> **DATASET EXCERPTS**:
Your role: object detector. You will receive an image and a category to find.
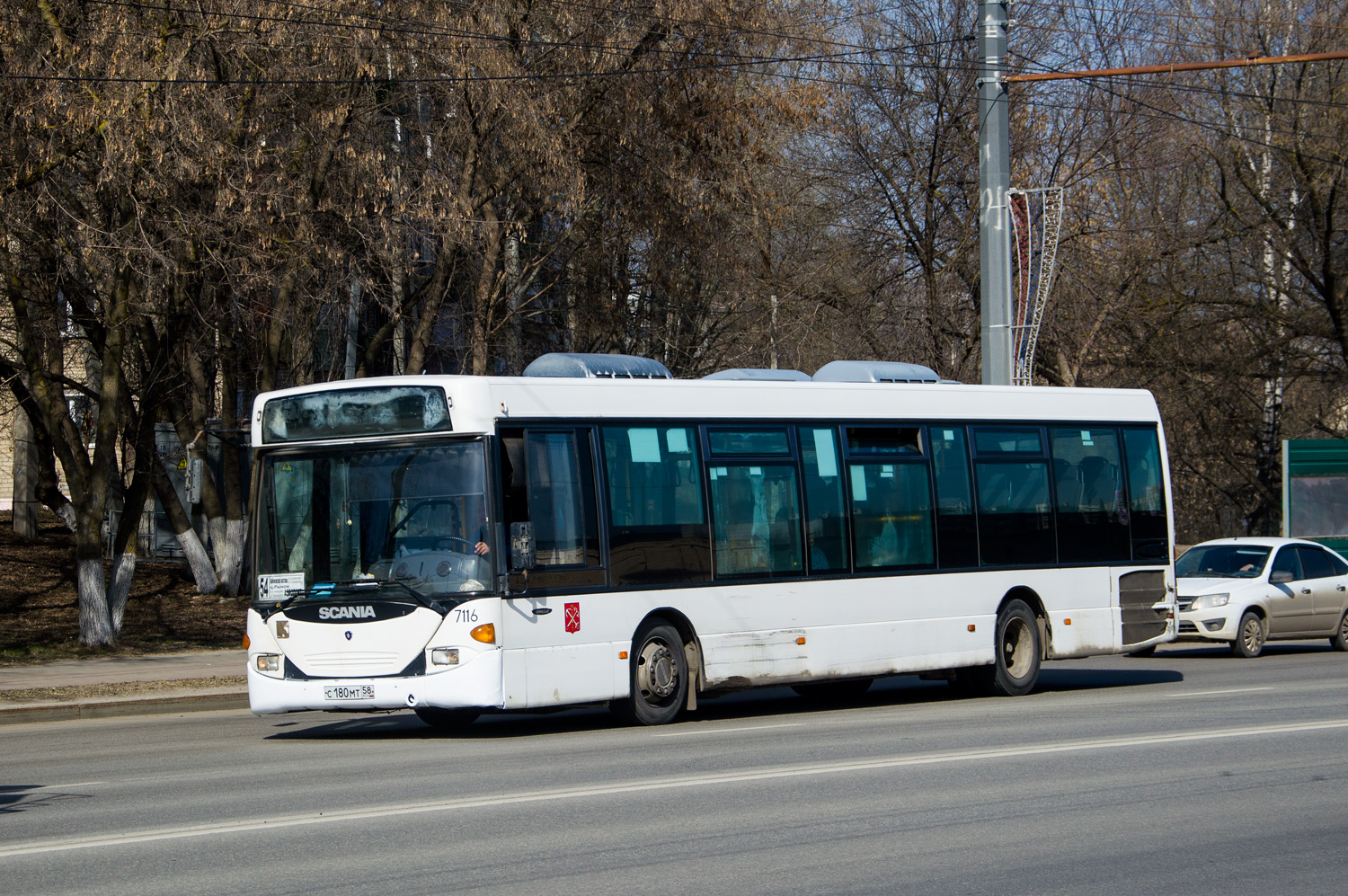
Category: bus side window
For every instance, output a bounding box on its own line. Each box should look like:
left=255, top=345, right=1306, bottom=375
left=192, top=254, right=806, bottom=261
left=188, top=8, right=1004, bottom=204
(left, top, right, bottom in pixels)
left=1123, top=427, right=1170, bottom=561
left=927, top=424, right=979, bottom=570
left=501, top=430, right=599, bottom=567
left=706, top=427, right=805, bottom=578
left=971, top=426, right=1057, bottom=566
left=603, top=426, right=712, bottom=588
left=847, top=426, right=936, bottom=569
left=1049, top=426, right=1132, bottom=563
left=797, top=426, right=851, bottom=572
left=525, top=431, right=587, bottom=566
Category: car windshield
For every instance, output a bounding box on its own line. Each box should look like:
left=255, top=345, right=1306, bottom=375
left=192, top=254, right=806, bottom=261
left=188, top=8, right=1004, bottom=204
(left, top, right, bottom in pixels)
left=1175, top=545, right=1272, bottom=578
left=258, top=440, right=492, bottom=599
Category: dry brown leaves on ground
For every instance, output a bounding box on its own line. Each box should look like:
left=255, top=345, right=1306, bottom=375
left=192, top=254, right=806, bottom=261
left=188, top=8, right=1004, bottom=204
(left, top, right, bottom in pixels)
left=0, top=512, right=248, bottom=664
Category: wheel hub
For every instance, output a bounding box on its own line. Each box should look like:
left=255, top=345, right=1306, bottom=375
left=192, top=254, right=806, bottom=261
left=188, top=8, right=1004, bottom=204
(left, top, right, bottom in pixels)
left=638, top=642, right=678, bottom=699
left=1002, top=618, right=1034, bottom=678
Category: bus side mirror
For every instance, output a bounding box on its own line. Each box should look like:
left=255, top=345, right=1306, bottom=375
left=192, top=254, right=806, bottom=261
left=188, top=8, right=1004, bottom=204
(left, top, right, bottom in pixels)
left=510, top=523, right=536, bottom=570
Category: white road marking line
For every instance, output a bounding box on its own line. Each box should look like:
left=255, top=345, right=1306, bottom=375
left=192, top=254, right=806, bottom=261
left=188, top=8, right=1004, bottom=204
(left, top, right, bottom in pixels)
left=1172, top=688, right=1273, bottom=696
left=0, top=720, right=1348, bottom=858
left=652, top=723, right=805, bottom=737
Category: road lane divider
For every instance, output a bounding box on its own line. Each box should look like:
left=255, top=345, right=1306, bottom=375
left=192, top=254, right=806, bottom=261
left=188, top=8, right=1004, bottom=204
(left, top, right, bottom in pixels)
left=0, top=720, right=1348, bottom=860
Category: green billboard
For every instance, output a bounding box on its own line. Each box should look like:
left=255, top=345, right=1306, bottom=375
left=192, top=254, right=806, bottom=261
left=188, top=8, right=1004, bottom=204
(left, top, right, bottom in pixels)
left=1282, top=439, right=1348, bottom=551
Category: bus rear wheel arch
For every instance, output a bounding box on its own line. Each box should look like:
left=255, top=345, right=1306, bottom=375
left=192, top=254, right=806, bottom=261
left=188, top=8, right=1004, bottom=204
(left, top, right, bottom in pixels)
left=951, top=597, right=1046, bottom=696
left=614, top=616, right=689, bottom=725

> **WRITTEN REQUEST**: Render every line of the items above as a Markdown table with the columns "No." and "Text", numbering each row and skipping blank lines. Leave the pictures out of the table.

> **RIGHT ANSWER**:
| No. | Text |
|---|---|
| 1 | Your role: object detector. You will receive an image and a category to find. |
| 2 | Category: bus side window |
| 3 | For every instance, output a bounding box on its own line. Each box should look like: |
| 4 | left=255, top=345, right=1306, bottom=375 |
| 5 | left=192, top=254, right=806, bottom=261 |
| 6 | left=188, top=8, right=1004, bottom=204 |
| 7 | (left, top, right, bottom in pixels) |
| 8 | left=1123, top=427, right=1170, bottom=561 |
| 9 | left=927, top=424, right=979, bottom=570 |
| 10 | left=501, top=430, right=599, bottom=567 |
| 11 | left=706, top=427, right=805, bottom=578 |
| 12 | left=971, top=426, right=1057, bottom=566 |
| 13 | left=603, top=426, right=712, bottom=588 |
| 14 | left=847, top=426, right=936, bottom=569 |
| 15 | left=1049, top=426, right=1132, bottom=563 |
| 16 | left=797, top=426, right=851, bottom=572 |
| 17 | left=525, top=431, right=587, bottom=566 |
| 18 | Category: car windshield |
| 19 | For every instance, output a bounding box on its own line. Each box should look like: |
| 20 | left=255, top=345, right=1306, bottom=375 |
| 21 | left=192, top=254, right=806, bottom=261 |
| 22 | left=188, top=8, right=1004, bottom=204 |
| 23 | (left, top, right, bottom in pixels) |
| 24 | left=1175, top=545, right=1272, bottom=578 |
| 25 | left=258, top=440, right=492, bottom=599 |
| 26 | Category: dry brown leaves on ground |
| 27 | For every instance, output a bounding box on its own line. Each box should look like: |
| 28 | left=255, top=345, right=1306, bottom=375 |
| 29 | left=192, top=254, right=806, bottom=261 |
| 30 | left=188, top=8, right=1004, bottom=204 |
| 31 | (left, top, right, bottom in pixels) |
| 32 | left=0, top=512, right=248, bottom=664 |
| 33 | Category: wheel hub |
| 34 | For every instance, output a bounding box on its own line. Each box should look like: |
| 35 | left=255, top=345, right=1306, bottom=375 |
| 36 | left=192, top=254, right=806, bottom=261 |
| 37 | left=188, top=8, right=1004, bottom=204 |
| 38 | (left, top, right, bottom in pixels) |
| 39 | left=638, top=642, right=678, bottom=699 |
| 40 | left=1002, top=618, right=1034, bottom=678 |
| 41 | Category: bus side mirror |
| 42 | For every instance, output a bounding box on its own line. Each box should look like: |
| 43 | left=255, top=345, right=1306, bottom=375 |
| 44 | left=192, top=254, right=806, bottom=261 |
| 45 | left=188, top=8, right=1004, bottom=204 |
| 46 | (left, top, right, bottom in pixels) |
| 47 | left=510, top=523, right=536, bottom=570 |
| 48 | Category: white road marking line |
| 49 | For every instance, output a bounding box on its own line. Each box should look like: |
| 50 | left=255, top=345, right=1306, bottom=375 |
| 51 | left=192, top=254, right=806, bottom=261 |
| 52 | left=188, top=8, right=1004, bottom=204 |
| 53 | (left, top, right, bottom in pixels) |
| 54 | left=1172, top=688, right=1273, bottom=696 |
| 55 | left=0, top=720, right=1348, bottom=858 |
| 56 | left=652, top=723, right=805, bottom=737 |
| 57 | Category: road lane divider |
| 58 | For every instance, output a bounding box on its own line. Each box should look like: |
| 59 | left=255, top=345, right=1306, bottom=375 |
| 60 | left=192, top=254, right=806, bottom=261 |
| 61 | left=188, top=8, right=1004, bottom=204 |
| 62 | (left, top, right, bottom in pixels) |
| 63 | left=0, top=720, right=1348, bottom=860 |
| 64 | Category: green billboard |
| 65 | For every instance, output a bounding box on its own line. Each box should look like: |
| 66 | left=255, top=345, right=1306, bottom=375 |
| 67 | left=192, top=254, right=806, bottom=261 |
| 68 | left=188, top=8, right=1004, bottom=204 |
| 69 | (left, top, right, bottom in pixels) |
| 70 | left=1282, top=439, right=1348, bottom=551 |
| 71 | Category: bus rear wheel arch |
| 72 | For every instance, output a bounding box on its own line. Each box should look like: |
| 73 | left=255, top=345, right=1306, bottom=375 |
| 74 | left=192, top=254, right=806, bottom=261 |
| 75 | left=188, top=8, right=1004, bottom=204 |
| 76 | (left, top, right, bottom in pixels) |
| 77 | left=951, top=597, right=1046, bottom=696 |
| 78 | left=614, top=616, right=689, bottom=725 |